* Text to read
....

1. Without prejudice to other rights and obligations under GATT 1994,
no Member shall apply any TRIM that is inconsistent with the provisions
of Article III or Article XI of GATT
1994.
2. An illustrative list of TRIMs that are inconsistent with the
obligation of national treatment provided for in paragraph 4 of Article
III of GATT 1994 and the obligation of general elimination of
quantitative restrictions provided for in paragraph 1 of Article XI of
GATT 1994 is contained in the Annex to this Agreement.
Annex: Illustrative List
1. TRIMs that are inconsistent with the obligation of national
treatment provided for in paragraph 4 of Article III of GATT 1994
include those which are mandatory or enforceable under domestic law or
under administrative rulings, or compliance with which is necessary to
obtain an advantage, and which require:
(a) the purchase or use by an enterprise of products of domestic
origin or from any domestic source, whether specified in terms of
particular products, in terms of volume or value of products, or in
terms of a proportion of volume or value of its local production; or
(b) that an enterprise’s purchases or use of imported products be
limited to an amount related to the volume or value of local products
that it exports.
2. TRIMs that are inconsistent with the obligation of general
elimination of quantitative restrictions provided for in paragraph 1 of
Article XI of GATT 1994 include those which are mandatory or enforceable
under domestic law or under administrative rulings, or compliance with
which is necessary to obtain an advantage, and which restrict:
(a) the importation by an enterprise of products used in or related
to its local production, generally or to an amount related to the volume
or value of local production that it exports;
(b) the importation by an enterprise of products used in or related
to its local production by restricting its access to foreign exchange to
an amount related to the foreign exchange inflows attributable to the
enterprise; or
(c) the exportation or sale for export by an enterprise of products,
whether specified in terms of particular products, in terms of volume or
value of products, or in terms of a proportion of volume or value of its
local production.
B. Interpretation and Application of Article 2 and the Illustrative
List
5. In EC —
Bananas III, the Panel discussed the
relationship between GATT 1994, the Licensing Agreement and Article 2 of
the TRIMs Agreement. The Panel concluded that there was no conflict
among these provisions:
“Proceeding on this basis, we have to ascertain whether the
provisions of the Licensing Agreement and the TRIMs Agreement, to the
extent they are within the coverage of the terms of reference of this
Panel, contain any conflicting obligations which are contrary to those
stipulated by Articles I, III,
X, or XIII of GATT
1994, in the sense
that Members could not comply with the obligations resulting from both
Agreements at the same time or that WTO Members are authorized to act in
a manner that would be inconsistent with the requirements of GATT rules.

....

* Entries drawn from a collection
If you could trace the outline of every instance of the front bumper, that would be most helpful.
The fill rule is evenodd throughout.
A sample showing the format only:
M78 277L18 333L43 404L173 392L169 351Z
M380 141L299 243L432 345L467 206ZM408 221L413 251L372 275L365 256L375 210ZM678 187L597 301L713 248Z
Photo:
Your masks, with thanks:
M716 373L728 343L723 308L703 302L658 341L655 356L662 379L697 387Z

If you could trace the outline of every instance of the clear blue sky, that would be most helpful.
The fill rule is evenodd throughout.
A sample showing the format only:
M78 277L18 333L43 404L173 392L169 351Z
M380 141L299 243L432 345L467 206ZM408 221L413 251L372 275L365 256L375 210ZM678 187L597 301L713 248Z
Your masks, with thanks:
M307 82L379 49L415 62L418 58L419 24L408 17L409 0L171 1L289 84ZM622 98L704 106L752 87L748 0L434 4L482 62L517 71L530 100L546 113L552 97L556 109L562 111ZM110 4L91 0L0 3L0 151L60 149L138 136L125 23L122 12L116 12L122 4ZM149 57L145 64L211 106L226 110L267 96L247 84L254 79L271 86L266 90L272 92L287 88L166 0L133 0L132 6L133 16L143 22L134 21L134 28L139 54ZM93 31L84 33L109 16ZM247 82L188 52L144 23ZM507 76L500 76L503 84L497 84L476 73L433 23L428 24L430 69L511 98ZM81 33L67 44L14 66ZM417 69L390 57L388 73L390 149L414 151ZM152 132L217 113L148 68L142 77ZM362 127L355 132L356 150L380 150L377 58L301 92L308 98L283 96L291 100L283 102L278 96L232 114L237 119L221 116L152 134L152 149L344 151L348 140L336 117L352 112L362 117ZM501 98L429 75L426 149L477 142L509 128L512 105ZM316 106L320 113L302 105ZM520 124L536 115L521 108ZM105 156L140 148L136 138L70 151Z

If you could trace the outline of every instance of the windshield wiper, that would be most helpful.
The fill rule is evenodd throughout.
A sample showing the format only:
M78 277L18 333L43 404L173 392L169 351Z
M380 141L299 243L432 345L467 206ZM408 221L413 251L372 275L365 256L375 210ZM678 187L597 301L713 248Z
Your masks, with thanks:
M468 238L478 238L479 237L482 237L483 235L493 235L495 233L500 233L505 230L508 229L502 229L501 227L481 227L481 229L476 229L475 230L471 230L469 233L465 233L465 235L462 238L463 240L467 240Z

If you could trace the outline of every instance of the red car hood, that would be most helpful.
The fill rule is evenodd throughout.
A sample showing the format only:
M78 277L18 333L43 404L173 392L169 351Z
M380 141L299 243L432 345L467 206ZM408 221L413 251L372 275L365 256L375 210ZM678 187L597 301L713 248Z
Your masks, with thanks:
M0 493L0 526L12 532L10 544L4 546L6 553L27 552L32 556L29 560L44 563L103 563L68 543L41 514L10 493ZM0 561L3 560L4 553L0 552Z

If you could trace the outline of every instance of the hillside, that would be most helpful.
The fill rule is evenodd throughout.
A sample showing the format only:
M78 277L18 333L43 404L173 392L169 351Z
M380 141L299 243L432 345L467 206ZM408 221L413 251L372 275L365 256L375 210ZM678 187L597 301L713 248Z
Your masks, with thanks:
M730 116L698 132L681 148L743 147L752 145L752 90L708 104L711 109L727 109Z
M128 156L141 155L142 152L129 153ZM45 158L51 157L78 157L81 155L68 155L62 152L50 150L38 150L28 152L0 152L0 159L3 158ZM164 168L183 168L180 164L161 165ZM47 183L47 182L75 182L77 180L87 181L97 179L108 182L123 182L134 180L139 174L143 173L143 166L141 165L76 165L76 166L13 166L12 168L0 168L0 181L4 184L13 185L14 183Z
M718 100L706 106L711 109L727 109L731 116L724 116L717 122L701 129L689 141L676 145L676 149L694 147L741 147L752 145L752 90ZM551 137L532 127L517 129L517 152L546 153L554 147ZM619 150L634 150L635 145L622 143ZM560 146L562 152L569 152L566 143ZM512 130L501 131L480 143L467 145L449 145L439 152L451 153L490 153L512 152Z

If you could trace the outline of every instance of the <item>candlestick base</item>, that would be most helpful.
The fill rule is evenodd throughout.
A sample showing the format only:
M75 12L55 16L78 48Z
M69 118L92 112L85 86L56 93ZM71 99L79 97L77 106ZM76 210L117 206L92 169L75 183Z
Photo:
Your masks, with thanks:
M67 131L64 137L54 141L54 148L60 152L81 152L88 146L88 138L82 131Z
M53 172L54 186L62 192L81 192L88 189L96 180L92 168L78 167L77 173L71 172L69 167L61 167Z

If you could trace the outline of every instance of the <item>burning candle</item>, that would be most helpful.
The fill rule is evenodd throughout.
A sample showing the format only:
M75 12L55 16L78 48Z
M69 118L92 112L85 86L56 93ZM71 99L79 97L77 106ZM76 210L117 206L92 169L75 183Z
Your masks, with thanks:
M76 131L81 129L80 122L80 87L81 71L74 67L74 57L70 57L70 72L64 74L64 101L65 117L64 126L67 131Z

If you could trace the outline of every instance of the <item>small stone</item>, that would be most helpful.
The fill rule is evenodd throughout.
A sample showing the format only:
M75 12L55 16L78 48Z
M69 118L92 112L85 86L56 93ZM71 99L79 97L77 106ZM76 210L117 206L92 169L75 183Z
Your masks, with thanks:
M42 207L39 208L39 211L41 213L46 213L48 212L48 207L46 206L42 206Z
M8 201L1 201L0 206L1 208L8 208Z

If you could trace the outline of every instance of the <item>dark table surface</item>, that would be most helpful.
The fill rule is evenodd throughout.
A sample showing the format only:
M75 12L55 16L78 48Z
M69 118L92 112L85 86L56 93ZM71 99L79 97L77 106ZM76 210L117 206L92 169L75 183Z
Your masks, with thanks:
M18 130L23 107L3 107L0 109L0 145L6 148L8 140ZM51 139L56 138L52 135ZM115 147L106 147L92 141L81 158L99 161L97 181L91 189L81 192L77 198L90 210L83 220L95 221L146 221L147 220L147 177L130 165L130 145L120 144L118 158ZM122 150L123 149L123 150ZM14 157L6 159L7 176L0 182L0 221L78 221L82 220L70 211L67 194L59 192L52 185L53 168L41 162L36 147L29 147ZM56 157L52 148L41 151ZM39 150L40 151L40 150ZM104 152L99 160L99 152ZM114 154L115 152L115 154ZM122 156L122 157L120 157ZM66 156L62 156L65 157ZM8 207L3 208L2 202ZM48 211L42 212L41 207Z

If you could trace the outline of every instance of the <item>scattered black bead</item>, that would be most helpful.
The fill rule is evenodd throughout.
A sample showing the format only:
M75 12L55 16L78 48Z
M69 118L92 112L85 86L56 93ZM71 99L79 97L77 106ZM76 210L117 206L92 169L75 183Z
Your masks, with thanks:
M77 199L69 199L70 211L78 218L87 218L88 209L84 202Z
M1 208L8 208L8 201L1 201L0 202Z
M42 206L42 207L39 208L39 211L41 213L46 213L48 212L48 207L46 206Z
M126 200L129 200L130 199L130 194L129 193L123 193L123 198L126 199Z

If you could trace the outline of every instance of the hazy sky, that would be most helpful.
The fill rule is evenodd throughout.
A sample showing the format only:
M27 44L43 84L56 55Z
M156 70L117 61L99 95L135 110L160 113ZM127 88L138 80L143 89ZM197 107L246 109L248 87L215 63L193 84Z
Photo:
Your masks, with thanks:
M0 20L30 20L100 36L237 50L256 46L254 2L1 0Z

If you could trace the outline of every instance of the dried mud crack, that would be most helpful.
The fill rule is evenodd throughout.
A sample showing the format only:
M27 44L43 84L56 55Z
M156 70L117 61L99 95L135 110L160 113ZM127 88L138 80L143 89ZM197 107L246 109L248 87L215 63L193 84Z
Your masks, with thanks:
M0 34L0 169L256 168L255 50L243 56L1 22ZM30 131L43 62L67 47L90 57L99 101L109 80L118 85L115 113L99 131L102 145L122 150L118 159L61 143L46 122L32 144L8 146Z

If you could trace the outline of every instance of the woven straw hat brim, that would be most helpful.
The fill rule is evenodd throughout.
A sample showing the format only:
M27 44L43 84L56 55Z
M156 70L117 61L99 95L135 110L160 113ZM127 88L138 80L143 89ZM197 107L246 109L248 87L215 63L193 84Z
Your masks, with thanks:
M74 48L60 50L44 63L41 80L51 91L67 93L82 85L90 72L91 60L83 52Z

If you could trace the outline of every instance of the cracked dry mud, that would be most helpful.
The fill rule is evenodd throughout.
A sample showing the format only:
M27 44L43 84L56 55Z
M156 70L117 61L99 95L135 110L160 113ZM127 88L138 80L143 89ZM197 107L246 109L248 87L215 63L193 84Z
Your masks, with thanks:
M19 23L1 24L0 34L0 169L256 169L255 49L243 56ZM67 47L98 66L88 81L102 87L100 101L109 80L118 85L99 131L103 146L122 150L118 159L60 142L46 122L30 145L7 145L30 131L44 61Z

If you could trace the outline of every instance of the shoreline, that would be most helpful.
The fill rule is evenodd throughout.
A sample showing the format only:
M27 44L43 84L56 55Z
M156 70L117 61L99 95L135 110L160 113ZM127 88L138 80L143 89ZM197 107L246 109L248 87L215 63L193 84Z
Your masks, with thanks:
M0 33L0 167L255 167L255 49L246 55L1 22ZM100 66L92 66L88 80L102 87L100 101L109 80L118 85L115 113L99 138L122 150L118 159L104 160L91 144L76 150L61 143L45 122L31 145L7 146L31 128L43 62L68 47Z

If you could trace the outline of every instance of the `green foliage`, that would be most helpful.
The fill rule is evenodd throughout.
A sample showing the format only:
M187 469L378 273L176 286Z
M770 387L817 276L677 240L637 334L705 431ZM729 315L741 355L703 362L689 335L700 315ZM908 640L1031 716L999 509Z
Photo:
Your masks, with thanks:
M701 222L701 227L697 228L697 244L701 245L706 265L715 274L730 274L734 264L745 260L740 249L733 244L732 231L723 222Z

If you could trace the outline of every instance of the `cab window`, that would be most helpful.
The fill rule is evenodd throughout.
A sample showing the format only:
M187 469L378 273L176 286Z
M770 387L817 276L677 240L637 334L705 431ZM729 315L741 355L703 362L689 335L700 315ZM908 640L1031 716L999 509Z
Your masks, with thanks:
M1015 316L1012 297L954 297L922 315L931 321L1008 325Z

....

* What this exercise asks
[A] Extract the passage of the TRIMs text from "Annex: Illustrative List" up to and including "that it exports.".
[B] According to the TRIMs text, where is the illustrative list of inconsistent TRIMs contained?
Rely only on the TRIMs text for what comes next.

* Outputs in order
[A]
Annex: Illustrative List
1. TRIMs that are inconsistent with the obligation of national
treatment provided for in paragraph 4 of Article III of GATT 1994
include those which are mandatory or enforceable under domestic law or
under administrative rulings, or compliance with which is necessary to
obtain an advantage, and which require:
(a) the purchase or use by an enterprise of products of domestic
origin or from any domestic source, whether specified in terms of
particular products, in terms of volume or value of products, or in
terms of a proportion of volume or value of its local production; or
(b) that an enterprise’s purchases or use of imported products be
limited to an amount related to the volume or value of local products
that it exports.

[B] In the Annex to this Agreement.